━━ Given records ━━

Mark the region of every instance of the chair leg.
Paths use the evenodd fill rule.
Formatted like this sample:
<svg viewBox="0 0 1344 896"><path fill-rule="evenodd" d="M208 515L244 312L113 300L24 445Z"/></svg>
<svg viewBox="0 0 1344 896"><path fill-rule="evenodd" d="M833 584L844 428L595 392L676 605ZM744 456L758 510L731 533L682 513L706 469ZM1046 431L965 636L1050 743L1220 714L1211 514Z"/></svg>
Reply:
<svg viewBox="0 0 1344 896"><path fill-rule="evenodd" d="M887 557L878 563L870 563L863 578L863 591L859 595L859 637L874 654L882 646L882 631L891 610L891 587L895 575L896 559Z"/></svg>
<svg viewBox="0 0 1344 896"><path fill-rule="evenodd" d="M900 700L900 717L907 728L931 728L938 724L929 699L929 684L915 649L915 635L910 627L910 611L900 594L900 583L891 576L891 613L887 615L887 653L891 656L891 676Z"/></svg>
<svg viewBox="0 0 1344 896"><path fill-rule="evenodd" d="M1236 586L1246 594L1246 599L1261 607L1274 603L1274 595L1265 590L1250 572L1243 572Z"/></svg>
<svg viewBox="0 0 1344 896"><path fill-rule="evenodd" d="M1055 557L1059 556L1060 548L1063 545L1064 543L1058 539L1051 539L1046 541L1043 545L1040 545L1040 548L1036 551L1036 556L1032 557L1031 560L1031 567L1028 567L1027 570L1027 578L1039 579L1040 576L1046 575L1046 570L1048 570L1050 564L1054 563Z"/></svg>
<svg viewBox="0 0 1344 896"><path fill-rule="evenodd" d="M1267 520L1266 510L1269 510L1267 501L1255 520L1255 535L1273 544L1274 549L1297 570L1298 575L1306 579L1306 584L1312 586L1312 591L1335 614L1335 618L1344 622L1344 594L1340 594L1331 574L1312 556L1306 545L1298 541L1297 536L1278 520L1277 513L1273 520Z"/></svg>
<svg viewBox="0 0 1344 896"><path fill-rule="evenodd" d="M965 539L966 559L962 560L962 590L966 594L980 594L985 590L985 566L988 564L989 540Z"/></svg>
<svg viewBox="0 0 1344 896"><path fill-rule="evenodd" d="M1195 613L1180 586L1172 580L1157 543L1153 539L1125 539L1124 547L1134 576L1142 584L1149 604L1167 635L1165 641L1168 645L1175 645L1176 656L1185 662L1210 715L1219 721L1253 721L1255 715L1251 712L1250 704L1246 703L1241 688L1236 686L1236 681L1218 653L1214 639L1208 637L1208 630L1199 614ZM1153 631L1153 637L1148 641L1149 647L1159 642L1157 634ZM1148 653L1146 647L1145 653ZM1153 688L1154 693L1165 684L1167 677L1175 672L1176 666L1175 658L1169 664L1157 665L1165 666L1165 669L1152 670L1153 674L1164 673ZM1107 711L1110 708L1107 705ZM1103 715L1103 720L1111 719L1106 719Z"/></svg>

━━━

Change "chair leg" to "table leg" in the records, from the first line through the line containing "539L966 559L962 560L962", and reproduce those lines with nothing else altered.

Mark the region of every instance of the table leg.
Paths use the evenodd fill rule.
Formatted like this sample:
<svg viewBox="0 0 1344 896"><path fill-rule="evenodd" d="M208 515L244 312L113 300L24 445Z"/></svg>
<svg viewBox="0 0 1344 896"><path fill-rule="evenodd" d="M833 584L844 428L595 392L676 605ZM744 456L758 510L731 533L682 513L706 469ZM1046 431L965 636L1050 743L1220 714L1211 514Z"/></svg>
Reply:
<svg viewBox="0 0 1344 896"><path fill-rule="evenodd" d="M887 557L878 563L870 563L863 578L863 591L859 595L859 637L874 654L882 646L882 631L891 610L891 587L895 575L896 559Z"/></svg>
<svg viewBox="0 0 1344 896"><path fill-rule="evenodd" d="M900 700L900 717L907 728L931 728L938 724L929 699L929 684L915 649L915 635L910 627L910 611L900 594L900 583L891 576L891 613L887 615L887 653L891 656L891 676Z"/></svg>
<svg viewBox="0 0 1344 896"><path fill-rule="evenodd" d="M1236 586L1246 594L1246 599L1261 607L1274 603L1274 595L1265 590L1250 572L1243 572Z"/></svg>
<svg viewBox="0 0 1344 896"><path fill-rule="evenodd" d="M1055 557L1059 556L1060 548L1063 545L1064 543L1058 539L1051 539L1046 541L1043 545L1040 545L1040 548L1036 551L1036 556L1032 557L1031 560L1031 567L1028 567L1027 570L1027 578L1039 579L1040 576L1046 575L1046 570L1048 570L1050 564L1054 563Z"/></svg>
<svg viewBox="0 0 1344 896"><path fill-rule="evenodd" d="M1267 520L1266 510L1269 510L1267 501L1255 520L1255 535L1273 544L1274 549L1297 570L1298 575L1306 579L1306 584L1312 586L1312 591L1335 614L1335 618L1344 622L1344 594L1340 594L1331 574L1312 556L1306 545L1298 541L1297 536L1278 520L1277 513L1273 520Z"/></svg>
<svg viewBox="0 0 1344 896"><path fill-rule="evenodd" d="M965 539L966 559L962 560L962 590L966 594L980 594L985 590L985 566L988 564L989 540Z"/></svg>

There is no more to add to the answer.